(Stored data entries)
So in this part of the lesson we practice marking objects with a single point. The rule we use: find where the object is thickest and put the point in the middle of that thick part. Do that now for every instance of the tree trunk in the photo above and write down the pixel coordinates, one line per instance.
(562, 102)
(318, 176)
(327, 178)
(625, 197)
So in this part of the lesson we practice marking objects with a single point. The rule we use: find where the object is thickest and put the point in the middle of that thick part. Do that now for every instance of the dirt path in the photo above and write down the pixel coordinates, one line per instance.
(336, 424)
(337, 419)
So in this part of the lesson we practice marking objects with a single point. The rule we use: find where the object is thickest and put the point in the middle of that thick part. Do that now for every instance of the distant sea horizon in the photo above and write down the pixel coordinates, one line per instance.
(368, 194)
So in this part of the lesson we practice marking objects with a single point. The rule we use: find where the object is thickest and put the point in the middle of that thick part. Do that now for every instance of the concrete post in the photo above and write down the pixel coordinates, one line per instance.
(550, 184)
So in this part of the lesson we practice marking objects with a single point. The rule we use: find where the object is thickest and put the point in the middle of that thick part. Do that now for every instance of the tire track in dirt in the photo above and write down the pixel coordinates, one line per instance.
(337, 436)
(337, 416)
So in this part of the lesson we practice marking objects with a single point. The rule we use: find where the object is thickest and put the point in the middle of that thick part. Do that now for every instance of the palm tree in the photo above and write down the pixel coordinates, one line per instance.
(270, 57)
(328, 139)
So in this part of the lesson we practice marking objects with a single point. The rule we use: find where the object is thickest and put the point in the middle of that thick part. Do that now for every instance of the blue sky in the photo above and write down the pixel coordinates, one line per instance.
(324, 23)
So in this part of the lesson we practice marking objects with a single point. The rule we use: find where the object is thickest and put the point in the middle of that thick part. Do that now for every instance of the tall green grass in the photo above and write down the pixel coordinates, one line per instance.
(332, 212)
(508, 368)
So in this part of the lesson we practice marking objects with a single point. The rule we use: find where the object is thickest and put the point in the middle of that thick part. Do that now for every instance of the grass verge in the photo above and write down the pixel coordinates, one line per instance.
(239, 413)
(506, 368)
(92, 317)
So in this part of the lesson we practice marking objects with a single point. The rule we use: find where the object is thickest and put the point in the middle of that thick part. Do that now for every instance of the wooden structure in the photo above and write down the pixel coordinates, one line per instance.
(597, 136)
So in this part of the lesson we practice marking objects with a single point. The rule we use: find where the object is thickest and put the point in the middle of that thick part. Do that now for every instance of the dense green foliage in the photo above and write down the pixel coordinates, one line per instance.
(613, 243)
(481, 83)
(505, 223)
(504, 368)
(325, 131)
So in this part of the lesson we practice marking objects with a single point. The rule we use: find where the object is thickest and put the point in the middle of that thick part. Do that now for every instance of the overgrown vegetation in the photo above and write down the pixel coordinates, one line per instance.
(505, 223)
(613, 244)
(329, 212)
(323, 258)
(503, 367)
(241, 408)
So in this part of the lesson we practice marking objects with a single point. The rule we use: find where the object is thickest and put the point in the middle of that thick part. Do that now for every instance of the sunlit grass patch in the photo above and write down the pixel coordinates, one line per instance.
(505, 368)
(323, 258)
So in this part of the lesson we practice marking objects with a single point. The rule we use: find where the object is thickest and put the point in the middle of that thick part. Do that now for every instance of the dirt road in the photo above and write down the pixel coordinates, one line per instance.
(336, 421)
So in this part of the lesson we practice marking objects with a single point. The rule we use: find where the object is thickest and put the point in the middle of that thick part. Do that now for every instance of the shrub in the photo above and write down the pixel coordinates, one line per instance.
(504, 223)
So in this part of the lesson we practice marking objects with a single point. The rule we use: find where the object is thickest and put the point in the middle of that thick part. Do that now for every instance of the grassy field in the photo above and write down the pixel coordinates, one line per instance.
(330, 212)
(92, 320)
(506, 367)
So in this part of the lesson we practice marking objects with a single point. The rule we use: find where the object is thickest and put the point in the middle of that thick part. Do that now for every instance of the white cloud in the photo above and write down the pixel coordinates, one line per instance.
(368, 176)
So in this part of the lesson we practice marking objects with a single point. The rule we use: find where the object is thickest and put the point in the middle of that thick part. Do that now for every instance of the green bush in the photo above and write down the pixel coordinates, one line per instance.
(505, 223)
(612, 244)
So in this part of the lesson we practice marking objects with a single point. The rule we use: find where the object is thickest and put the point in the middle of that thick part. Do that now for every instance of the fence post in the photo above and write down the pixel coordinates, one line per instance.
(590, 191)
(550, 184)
--
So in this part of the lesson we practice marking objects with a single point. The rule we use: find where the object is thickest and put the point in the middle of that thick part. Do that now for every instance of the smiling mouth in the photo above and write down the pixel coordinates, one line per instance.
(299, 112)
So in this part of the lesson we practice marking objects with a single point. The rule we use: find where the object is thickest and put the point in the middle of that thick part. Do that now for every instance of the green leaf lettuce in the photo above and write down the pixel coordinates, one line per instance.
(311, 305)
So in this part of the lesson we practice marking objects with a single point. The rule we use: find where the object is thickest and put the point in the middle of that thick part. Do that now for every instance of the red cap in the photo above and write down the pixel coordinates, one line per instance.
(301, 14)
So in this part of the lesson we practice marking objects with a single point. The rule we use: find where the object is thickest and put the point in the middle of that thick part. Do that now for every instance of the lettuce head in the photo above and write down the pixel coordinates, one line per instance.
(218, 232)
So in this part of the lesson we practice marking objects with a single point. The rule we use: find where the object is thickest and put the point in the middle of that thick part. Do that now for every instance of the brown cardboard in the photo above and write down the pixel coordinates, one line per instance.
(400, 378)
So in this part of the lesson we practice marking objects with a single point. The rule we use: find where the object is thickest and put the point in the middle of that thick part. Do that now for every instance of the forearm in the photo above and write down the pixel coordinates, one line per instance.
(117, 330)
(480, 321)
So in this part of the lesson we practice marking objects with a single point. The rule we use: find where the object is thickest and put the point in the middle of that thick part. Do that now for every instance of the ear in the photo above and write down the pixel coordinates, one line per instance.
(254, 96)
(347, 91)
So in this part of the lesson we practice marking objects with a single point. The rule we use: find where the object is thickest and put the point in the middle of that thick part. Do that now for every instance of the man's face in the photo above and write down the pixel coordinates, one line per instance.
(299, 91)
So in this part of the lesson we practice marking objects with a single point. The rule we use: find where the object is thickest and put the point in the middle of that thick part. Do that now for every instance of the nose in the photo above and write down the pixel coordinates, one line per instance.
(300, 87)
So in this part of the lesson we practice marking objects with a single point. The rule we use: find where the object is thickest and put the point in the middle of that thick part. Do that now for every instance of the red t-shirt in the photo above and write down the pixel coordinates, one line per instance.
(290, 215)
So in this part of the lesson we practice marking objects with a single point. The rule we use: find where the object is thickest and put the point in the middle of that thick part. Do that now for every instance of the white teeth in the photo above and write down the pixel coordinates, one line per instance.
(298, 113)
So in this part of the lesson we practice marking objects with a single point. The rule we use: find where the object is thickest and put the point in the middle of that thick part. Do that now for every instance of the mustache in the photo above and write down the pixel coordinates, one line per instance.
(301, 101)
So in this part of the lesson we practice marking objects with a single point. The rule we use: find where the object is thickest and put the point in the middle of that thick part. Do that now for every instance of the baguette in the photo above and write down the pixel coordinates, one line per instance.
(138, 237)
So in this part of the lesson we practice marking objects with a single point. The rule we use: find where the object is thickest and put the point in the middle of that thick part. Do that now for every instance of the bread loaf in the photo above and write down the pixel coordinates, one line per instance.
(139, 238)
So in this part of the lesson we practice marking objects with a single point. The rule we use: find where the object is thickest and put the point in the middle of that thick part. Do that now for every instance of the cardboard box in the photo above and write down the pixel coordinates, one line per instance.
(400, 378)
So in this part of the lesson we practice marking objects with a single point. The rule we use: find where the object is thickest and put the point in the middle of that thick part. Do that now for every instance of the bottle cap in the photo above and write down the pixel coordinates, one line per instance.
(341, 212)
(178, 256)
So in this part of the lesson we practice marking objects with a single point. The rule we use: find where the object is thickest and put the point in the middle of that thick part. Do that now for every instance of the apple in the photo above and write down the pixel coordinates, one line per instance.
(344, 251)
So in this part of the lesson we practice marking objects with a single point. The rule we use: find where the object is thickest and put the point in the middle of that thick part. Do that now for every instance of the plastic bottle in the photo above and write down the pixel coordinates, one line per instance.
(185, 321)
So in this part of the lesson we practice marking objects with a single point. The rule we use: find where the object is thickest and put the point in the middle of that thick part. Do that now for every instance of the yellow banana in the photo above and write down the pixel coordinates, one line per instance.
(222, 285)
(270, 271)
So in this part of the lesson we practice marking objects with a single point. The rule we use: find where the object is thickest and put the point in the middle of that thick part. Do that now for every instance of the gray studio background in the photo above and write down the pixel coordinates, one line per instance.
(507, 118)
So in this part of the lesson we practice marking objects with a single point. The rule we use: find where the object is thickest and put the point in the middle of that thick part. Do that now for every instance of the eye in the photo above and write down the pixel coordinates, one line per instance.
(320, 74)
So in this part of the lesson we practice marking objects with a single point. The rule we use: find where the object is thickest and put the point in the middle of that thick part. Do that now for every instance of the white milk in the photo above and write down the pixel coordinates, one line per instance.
* * *
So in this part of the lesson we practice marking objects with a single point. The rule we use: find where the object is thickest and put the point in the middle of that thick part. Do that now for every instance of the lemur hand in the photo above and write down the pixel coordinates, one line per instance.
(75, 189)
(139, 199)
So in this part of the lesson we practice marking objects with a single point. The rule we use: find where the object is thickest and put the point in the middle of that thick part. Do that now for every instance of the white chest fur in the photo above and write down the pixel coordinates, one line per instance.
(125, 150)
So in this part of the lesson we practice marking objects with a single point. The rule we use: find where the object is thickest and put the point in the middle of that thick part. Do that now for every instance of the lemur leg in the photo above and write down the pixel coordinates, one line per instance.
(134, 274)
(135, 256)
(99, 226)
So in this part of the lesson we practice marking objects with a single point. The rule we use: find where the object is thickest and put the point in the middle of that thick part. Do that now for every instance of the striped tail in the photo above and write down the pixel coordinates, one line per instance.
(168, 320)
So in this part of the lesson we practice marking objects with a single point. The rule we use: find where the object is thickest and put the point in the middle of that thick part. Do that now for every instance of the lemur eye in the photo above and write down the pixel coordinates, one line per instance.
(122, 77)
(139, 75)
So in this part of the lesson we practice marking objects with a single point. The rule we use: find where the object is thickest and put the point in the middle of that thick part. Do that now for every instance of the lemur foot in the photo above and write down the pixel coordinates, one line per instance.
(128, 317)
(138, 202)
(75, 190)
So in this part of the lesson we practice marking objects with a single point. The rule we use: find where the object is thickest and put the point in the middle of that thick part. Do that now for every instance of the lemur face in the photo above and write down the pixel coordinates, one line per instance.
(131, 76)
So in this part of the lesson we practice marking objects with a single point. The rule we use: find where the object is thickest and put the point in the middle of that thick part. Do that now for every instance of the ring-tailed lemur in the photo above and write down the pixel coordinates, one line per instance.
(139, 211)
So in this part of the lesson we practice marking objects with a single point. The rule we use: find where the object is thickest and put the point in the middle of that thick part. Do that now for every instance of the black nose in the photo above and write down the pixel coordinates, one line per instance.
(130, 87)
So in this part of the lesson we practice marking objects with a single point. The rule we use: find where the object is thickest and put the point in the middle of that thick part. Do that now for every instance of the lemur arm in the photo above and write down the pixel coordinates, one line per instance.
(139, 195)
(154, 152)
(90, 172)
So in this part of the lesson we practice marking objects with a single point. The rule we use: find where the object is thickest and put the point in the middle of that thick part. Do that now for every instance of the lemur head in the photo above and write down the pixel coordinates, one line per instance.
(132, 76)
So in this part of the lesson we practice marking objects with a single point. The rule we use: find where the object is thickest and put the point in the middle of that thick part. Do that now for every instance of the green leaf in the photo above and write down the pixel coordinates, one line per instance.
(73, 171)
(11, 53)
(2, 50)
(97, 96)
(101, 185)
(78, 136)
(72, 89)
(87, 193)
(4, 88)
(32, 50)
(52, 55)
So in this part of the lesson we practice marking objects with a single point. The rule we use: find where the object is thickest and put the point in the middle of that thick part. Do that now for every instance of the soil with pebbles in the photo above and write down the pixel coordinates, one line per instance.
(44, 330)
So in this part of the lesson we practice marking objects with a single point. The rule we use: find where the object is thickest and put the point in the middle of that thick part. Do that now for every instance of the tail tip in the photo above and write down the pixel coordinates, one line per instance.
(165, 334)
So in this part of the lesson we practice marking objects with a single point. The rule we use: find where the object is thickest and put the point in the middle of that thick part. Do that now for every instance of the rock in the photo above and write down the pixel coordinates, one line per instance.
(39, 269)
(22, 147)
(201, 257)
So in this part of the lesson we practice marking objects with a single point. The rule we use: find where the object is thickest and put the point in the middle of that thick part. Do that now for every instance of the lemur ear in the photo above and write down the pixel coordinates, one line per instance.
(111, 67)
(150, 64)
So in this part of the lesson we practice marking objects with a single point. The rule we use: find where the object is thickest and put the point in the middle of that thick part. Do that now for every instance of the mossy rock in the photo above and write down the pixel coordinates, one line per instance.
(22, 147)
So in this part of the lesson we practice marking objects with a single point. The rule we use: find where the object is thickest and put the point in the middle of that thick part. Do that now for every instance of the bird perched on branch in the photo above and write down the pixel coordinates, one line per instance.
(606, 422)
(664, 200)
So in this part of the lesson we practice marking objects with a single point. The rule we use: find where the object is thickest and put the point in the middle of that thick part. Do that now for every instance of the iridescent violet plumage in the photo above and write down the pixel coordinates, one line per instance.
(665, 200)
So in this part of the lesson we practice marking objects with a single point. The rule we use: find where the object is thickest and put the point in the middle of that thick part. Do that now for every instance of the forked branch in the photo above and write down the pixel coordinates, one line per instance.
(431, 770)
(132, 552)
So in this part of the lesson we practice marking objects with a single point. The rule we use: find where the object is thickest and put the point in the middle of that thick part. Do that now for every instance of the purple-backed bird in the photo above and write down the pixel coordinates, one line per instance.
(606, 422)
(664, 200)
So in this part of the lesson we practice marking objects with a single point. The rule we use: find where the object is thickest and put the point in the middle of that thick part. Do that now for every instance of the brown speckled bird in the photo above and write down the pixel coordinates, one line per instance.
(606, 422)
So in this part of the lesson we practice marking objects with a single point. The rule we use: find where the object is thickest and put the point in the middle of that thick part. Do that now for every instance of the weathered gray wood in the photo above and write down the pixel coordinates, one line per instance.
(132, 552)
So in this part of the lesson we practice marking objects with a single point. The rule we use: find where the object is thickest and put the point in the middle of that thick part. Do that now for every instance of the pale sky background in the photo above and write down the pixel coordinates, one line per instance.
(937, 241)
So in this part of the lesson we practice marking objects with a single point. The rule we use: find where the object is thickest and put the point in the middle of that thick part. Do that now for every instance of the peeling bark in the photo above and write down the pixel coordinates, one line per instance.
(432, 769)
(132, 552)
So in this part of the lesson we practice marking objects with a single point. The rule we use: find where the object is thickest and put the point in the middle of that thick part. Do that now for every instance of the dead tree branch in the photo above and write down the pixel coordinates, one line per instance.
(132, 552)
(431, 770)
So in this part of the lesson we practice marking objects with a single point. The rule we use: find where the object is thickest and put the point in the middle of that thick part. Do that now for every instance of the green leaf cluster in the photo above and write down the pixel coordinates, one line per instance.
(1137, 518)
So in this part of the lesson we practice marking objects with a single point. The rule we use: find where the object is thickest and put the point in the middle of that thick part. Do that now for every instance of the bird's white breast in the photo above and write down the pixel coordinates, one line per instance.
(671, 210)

# [AIM OF THE EXERCISE]
Take exactly the lines from the one containing "of the plastic" through the one containing "the white milk" in the data above, and output them with nothing added.

# [SOLUTION TO THE EXERCISE]
So in this part of the lesson we practice marking objects with a single point. The rule we use: find where the object is thickest and put the point in the middle of that thick part. Do that now for every instance of the plastic bottle in the photo above and write down the pixel coordinates, one line per instance.
(185, 321)
So in this part of the lesson we practice marking objects with a single point. The rule we use: find where the object is thickest and put the point in the middle of that thick part. Do that now for every instance of the yellow banana in the photo above and write down the pixel coordinates, one line per instance.
(222, 285)
(270, 271)
So in this part of the lesson we practice marking objects with a single point. The rule we use: find where the object is thickest and put the point in the middle of that thick part. Do that now for every instance of the gray studio background in the photo above and write down the pixel coordinates, one line per instance.
(507, 118)
So in this part of the lesson we practice marking objects with a single point. The rule we use: find where the object is thickest and put the point in the middle of that thick part. Do that now for every instance of the eye in the photo above and write down the pixel coordinates, one line per instance.
(320, 74)
So in this part of the lesson we practice marking objects with a single point. The rule we use: find where the object is thickest and put the point in the middle of that thick part. Do that now for every instance of the white milk in the photo above and write down the pixel coordinates, one line per instance.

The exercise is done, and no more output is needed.